Descritores: INSOLVÊNCIA
GRADUAÇÃO DE CRÉDITOS
PENHORA
CRÉDITO COMUM
Nº do Documento: RG
Data do Acordão: 07/10/2018
Votação: UNANIMIDADE
Texto Integral: S
Meio Processual: APELAÇÃO
Decisão: IMPROCEDENTE
Indicações Eventuais: 2.ª SECÇÃO CÍVEL
Sumário:
I - As garantias especais das obrigações, sejam elas de natureza pessoal (como a fiança ou o aval) ou real (v. g. o penhor ou a hipoteca) são acessórios do crédito, acompanham-no desde a sua constituição.

II - A penhora não está prevista no Código Civil entre as garantias especiais das obrigações (Capítulo VI do Código Civil), mas sim no Capítulo VII (Cumprimento e não cumprimento das obrigações) Secção III (Realização coactiva da prestação).

III - A penhora não é, em sentido rigoroso, uma garantia do crédito. É apenas o meio de obter o cumprimento coercivo da obrigação, consistindo na apreensão do bem – conservação da garantia geral relativamente a um ou mais bens, na medida do necessário à satisfação daquele crédito – para, através dele (venda ou adjudicação), os Tribunais se substituírem ao executado no cumprimento da respectiva obrigação pecuniária.

IV - Não sendo, tal como a configuramos, uma garantia real do crédito, consistindo a penhora numa apreensão do bem por acto de autoridade pública e sua consequente relativa indisponibilidade, os actos do devedor, de disposição ou oneração do bem penhorado, são ineficazes art.º 819º do CC.

V - A preferência resultante da penhora vale apenas no âmbito da execução (limitada ao processo) em relação a outros créditos igualmente comuns, para efeitos dos pagamentos a efectuar, quando, havendo mais do que uma execução onde o mesmo bem tenha sido penhorado, os credores com penhoras posteriores ali reclamem os seus créditos (art.º 788º nº 5 do CPC).

VI - A inoponibilidade de garantias reais posteriormente constituídas, decorre naturalmente dos efeitos da penhora (indisponibilidade do bem colocado sob a alçada pública ou ineficácia dessa disposição ou oneração posterior à penhora).

Tarefa do exercício: Liste, por favor, os exemplos de garantias especiais das obrigações citados no excerto do acórdão e indique, para cada um, se é de natureza pessoal ou real.

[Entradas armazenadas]

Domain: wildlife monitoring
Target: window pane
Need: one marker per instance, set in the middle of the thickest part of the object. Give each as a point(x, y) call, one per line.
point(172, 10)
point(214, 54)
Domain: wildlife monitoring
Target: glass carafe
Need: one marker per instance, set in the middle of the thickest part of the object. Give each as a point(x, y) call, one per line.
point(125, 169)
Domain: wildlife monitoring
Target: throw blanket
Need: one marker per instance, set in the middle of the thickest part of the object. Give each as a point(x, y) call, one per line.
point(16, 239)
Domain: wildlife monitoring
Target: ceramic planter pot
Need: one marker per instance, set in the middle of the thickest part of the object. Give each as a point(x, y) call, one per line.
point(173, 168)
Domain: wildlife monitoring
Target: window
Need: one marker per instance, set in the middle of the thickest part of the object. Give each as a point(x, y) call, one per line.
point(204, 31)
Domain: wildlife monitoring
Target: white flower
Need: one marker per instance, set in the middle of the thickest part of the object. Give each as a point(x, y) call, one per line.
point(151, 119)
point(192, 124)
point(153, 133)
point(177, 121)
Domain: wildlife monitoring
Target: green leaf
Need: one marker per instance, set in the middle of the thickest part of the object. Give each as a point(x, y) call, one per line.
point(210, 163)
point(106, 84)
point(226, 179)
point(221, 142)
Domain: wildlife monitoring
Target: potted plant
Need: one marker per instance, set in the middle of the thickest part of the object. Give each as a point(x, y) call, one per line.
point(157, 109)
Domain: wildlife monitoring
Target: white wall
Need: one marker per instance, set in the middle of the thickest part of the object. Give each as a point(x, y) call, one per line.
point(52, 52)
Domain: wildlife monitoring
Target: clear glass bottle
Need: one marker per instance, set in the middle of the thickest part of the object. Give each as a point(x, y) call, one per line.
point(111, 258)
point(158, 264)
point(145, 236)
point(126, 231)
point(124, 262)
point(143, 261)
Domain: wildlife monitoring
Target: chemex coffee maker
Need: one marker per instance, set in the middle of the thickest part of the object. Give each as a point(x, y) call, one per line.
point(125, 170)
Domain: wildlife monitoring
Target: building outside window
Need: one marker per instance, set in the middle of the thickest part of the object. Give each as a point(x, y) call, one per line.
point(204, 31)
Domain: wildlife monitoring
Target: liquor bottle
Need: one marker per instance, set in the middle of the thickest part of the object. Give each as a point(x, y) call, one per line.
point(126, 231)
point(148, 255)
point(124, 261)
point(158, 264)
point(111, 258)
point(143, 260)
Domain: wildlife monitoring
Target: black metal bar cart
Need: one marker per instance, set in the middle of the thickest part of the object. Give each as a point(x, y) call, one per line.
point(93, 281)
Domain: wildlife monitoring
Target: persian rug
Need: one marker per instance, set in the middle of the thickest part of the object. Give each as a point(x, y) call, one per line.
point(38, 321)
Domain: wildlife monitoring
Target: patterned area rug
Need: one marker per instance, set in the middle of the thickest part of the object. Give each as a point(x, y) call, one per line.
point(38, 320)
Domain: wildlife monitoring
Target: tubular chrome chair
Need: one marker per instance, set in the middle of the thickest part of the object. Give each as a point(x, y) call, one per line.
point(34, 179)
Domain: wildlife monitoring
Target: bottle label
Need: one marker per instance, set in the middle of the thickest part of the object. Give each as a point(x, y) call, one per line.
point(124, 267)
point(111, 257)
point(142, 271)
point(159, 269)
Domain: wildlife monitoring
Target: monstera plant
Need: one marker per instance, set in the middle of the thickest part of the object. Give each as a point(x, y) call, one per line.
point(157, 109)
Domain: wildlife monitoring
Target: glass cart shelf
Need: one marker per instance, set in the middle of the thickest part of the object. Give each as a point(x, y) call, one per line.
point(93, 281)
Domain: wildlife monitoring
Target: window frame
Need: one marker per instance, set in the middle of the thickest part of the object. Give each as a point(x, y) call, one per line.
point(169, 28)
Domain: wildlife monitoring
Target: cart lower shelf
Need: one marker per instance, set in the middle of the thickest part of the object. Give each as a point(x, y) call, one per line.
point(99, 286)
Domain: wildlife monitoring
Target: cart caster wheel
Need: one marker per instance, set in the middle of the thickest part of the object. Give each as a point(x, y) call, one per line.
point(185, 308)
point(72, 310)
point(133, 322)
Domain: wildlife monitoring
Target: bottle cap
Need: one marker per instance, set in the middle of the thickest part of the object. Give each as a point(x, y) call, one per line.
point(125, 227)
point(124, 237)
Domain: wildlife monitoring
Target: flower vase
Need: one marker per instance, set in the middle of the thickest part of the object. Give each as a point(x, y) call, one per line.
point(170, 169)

Resultado final:
- Fiança: pessoal
- Aval: pessoal
- Penhor: real
- Hipoteca: real